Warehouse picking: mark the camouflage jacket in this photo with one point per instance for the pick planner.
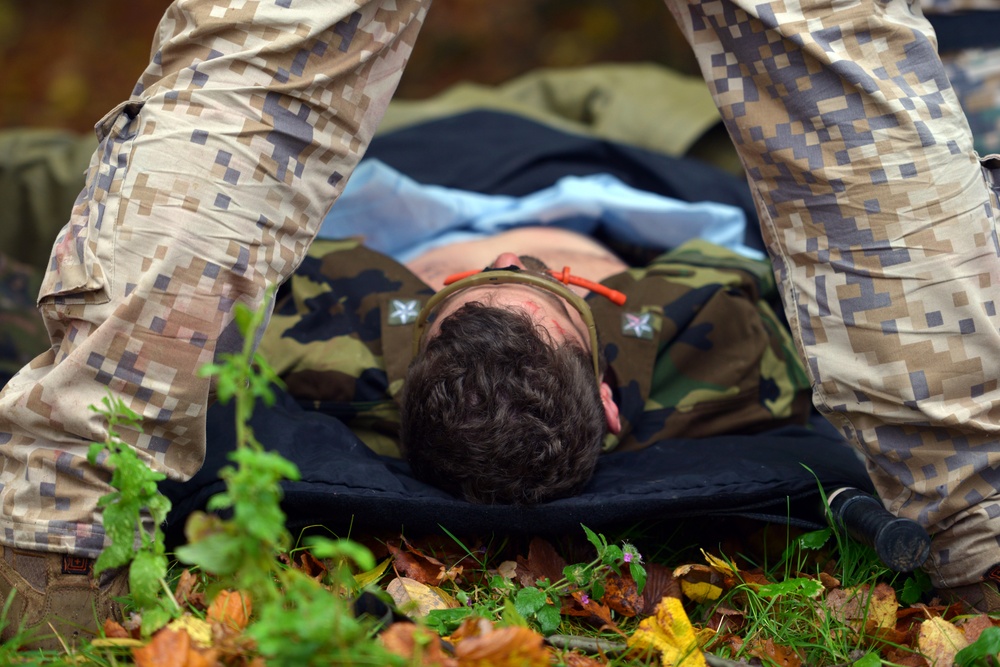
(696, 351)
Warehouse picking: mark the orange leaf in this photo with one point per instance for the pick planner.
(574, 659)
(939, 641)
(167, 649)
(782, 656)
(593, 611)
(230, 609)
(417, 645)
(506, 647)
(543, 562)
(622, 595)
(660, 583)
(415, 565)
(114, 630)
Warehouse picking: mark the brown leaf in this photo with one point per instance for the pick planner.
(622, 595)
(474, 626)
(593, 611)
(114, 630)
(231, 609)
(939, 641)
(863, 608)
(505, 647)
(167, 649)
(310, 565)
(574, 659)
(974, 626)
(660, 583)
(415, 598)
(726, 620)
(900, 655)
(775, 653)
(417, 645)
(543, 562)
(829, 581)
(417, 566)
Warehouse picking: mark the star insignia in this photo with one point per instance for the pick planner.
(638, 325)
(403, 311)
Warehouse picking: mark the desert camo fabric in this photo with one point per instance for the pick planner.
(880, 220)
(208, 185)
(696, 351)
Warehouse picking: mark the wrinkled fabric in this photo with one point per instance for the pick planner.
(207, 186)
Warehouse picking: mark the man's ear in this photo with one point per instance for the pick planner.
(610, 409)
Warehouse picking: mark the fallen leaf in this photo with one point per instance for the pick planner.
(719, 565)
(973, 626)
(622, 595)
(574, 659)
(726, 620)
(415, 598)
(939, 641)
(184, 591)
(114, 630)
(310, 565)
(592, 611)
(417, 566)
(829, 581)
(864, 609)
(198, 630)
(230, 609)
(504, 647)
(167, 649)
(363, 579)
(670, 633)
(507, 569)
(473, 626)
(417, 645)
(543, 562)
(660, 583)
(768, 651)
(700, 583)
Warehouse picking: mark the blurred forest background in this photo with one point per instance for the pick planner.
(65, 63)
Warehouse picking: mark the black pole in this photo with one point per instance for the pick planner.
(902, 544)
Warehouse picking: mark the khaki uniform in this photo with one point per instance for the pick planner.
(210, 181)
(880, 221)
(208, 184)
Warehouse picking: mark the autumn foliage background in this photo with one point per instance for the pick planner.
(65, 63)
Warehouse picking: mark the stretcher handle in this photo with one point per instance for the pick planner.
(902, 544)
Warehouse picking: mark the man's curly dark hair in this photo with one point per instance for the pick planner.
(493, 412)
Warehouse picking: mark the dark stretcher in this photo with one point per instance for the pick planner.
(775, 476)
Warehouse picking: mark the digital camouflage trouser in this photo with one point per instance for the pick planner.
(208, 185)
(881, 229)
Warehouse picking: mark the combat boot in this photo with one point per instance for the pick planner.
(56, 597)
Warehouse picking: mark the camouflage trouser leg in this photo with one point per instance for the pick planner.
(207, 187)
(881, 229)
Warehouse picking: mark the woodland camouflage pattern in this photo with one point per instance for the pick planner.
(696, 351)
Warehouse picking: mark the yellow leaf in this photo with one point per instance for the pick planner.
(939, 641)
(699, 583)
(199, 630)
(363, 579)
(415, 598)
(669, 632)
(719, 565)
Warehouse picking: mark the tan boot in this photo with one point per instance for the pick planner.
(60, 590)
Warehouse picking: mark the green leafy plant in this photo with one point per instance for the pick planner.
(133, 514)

STATED GOAL:
All of the material above is to be copied exactly, except for its images.

RESULT:
Warehouse picking: mark the camouflage jacket in this photo with one point per instance for the pick planner.
(696, 351)
Warehouse picking: mark the orange leaf in this photo with one point per instance for the pick planner.
(574, 659)
(939, 641)
(167, 649)
(782, 656)
(593, 611)
(230, 609)
(417, 645)
(506, 647)
(543, 562)
(622, 595)
(660, 583)
(415, 565)
(114, 630)
Warehouse picking: mark the brown leaf in this photo with one point per instance for the pick planner.
(622, 595)
(474, 626)
(593, 611)
(114, 630)
(231, 609)
(939, 641)
(863, 608)
(505, 647)
(167, 649)
(310, 565)
(574, 659)
(974, 626)
(660, 583)
(415, 598)
(726, 620)
(900, 655)
(775, 653)
(417, 645)
(543, 562)
(829, 581)
(417, 566)
Warehouse picking: mark the star insignia in this photo with one point per instance for the pick planner.
(638, 325)
(403, 311)
Warehouse picking: mark the desert camo fabric in this photo with one point per instance for the pick planner.
(880, 220)
(208, 185)
(696, 351)
Warehouse picking: mark the wrinkled fabric in this photo with one point per instance for the pick planner.
(207, 186)
Warehouse picking: mark the man's ear in this photo with one point per instance for the pick planner.
(610, 409)
Warehouse picking: mark the fallen leaf in this photo with one point per instance for the pick planner.
(719, 565)
(973, 626)
(622, 595)
(574, 659)
(726, 620)
(415, 598)
(939, 641)
(184, 591)
(114, 630)
(310, 565)
(592, 611)
(417, 566)
(829, 581)
(864, 609)
(198, 630)
(230, 609)
(504, 647)
(167, 649)
(363, 579)
(670, 633)
(507, 569)
(473, 626)
(417, 645)
(543, 562)
(660, 583)
(768, 651)
(700, 583)
Warehouse picking: mark the blurred forest background in this photo with one point per instance for the pick planner.
(65, 63)
Warehouse picking: mark the black pole in this photo with one point per instance for the pick planner.
(902, 544)
Warehouse picking: mark the khaki uniform in this photo with one point per instance for the pick planner.
(210, 181)
(880, 221)
(208, 184)
Warehouse picking: mark the autumn foliage background in this photo with one point per instance for the pick planner.
(65, 63)
Warehouse picking: mark the stretcher handle in this photo with one point per instance for the pick planner.
(902, 544)
Warehouse picking: mark the man's curly dark hair in this photo with one point per instance for the pick planner.
(493, 412)
Warehouse picking: mark the dark stretcher in this photo with one point per instance for the pick planner.
(775, 476)
Warehouse picking: mark the digital camouflage trouser in this photo with one point per instance for the pick planner.
(208, 185)
(881, 229)
Warehouse picking: mark the combat boot in this photo with one point per instance for the pick planner.
(56, 597)
Warehouse picking: mark the camouflage trouser leg in this photo with one point per instance for the pick planner.
(207, 187)
(881, 229)
Warehouse picking: mark the woodland camouflage pattern in this photo with one point per instance for the pick planner.
(696, 351)
Warehouse picking: mark the yellow leaf in this photo with one point per instance for the pick planner.
(939, 641)
(699, 583)
(199, 630)
(363, 579)
(415, 598)
(669, 632)
(719, 565)
Warehouse picking: mark the tan boot in this photo with one point per instance for the pick planner.
(60, 590)
Warehouse picking: mark the green leafy plant in this photo with one point per instance for the pick planner.
(133, 514)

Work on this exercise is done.